- Data provided -
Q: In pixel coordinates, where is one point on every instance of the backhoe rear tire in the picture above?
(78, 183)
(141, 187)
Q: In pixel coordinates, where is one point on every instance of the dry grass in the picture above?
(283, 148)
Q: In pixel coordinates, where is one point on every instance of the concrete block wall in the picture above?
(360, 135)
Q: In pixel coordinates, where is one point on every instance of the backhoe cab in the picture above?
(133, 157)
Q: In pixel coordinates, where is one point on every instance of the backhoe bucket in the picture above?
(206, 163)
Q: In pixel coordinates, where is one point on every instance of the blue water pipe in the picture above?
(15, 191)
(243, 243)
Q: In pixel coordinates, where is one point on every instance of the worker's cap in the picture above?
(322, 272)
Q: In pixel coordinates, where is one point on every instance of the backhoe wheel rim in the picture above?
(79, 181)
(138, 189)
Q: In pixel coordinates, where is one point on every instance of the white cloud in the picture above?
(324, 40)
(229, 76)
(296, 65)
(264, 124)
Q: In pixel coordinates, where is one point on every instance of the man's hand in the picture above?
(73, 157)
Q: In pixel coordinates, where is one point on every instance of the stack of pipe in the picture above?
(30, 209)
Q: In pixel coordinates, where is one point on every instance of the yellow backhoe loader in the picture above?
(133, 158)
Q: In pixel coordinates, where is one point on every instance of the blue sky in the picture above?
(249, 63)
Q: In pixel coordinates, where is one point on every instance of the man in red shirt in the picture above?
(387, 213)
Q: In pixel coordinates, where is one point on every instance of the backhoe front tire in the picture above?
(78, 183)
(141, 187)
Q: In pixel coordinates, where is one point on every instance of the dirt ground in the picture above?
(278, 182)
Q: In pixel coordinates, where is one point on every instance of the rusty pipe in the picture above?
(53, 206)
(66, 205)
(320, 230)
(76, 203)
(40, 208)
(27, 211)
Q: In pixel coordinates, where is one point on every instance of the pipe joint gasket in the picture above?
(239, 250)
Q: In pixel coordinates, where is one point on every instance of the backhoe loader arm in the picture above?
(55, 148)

- Description of the task -
Set down the records above once more, exactly as they stand.

- Exercise response -
Q: In pixel coordinates, where is one point on every instance of the backhoe rear tire in the picture above?
(78, 183)
(141, 187)
Q: In pixel coordinates, where is one point on every instance of the dry grass in the picture above?
(283, 148)
Q: In pixel coordinates, where is one point on every instance of the concrete block wall in the picture above?
(360, 135)
Q: In pixel coordinates, where is one point on every instance of the backhoe cab in the picture above?
(133, 157)
Q: In pixel coordinates, where is one point on every instance of the backhoe bucket in the picture above?
(206, 163)
Q: In pixel coordinates, where is one point on every instance of the blue water pipe in the picture above?
(15, 191)
(243, 243)
Q: In pixel coordinates, where is one point on every instance of the worker's cap in the picture above?
(322, 272)
Q: In pixel coordinates, where is one point on every instance of the backhoe wheel rim in the picture above?
(79, 181)
(138, 189)
Q: In pixel coordinates, where is one point on every instance of the white cloud in the picture above?
(324, 40)
(229, 76)
(296, 65)
(264, 124)
Q: In pixel coordinates, where is one point on every instance of the man's hand in the picture above?
(73, 157)
Q: In pixel coordinates, where is one point on every instance of the stack of pipe in the picture above?
(30, 209)
Q: In pixel coordinates, where is one point on every instance of the yellow backhoe loader in the picture above?
(133, 158)
Q: In pixel coordinates, where is one point on every instance of the blue sky in the picture above?
(249, 63)
Q: In pixel coordinates, where is one point on every instance of the man in red shirt in the picture above?
(387, 213)
Q: In pixel coordinates, where is one point on every instance of the backhoe front tire in the picture above?
(78, 183)
(141, 187)
Q: In pixel coordinates, where is one point on every instance of the dirt ground in the picture above?
(278, 182)
Q: In pixel coordinates, where is one point on every instance of the rusty pipe in the picture above?
(53, 206)
(66, 205)
(320, 230)
(76, 203)
(40, 208)
(27, 211)
Q: In pixel coordinates, where is one point on every instance of the pipe joint gasket in the picture above?
(239, 250)
Q: In pixel coordinates, where is one point on every instance of the backhoe loader arm in the picture above?
(55, 148)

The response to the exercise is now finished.